(Task goal)
Show every line in the material below that contains the string "fence".

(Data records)

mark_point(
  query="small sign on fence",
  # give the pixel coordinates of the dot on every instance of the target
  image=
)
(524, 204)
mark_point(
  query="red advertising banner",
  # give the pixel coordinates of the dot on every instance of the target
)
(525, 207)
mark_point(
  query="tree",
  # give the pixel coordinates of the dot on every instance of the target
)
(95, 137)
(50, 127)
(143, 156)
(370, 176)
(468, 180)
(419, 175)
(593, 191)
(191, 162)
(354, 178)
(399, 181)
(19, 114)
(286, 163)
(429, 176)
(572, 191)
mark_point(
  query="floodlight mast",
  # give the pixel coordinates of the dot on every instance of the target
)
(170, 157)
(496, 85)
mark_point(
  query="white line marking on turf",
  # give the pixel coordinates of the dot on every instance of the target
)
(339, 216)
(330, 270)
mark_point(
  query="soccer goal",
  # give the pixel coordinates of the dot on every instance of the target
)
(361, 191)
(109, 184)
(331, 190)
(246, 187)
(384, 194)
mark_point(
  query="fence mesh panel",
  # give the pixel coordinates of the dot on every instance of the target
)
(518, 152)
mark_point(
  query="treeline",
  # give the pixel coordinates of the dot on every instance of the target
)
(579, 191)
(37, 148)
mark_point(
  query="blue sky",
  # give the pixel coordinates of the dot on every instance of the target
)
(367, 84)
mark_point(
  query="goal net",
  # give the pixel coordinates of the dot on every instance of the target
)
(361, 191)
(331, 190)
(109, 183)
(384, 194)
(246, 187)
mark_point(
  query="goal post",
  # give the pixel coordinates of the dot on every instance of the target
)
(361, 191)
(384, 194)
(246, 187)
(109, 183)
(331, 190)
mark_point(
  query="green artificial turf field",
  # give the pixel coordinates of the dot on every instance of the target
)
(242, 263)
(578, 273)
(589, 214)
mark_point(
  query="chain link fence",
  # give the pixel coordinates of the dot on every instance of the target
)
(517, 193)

(Expected answer)
  query="small sign on fence",
  query="fence mesh panel",
  query="chain link fence",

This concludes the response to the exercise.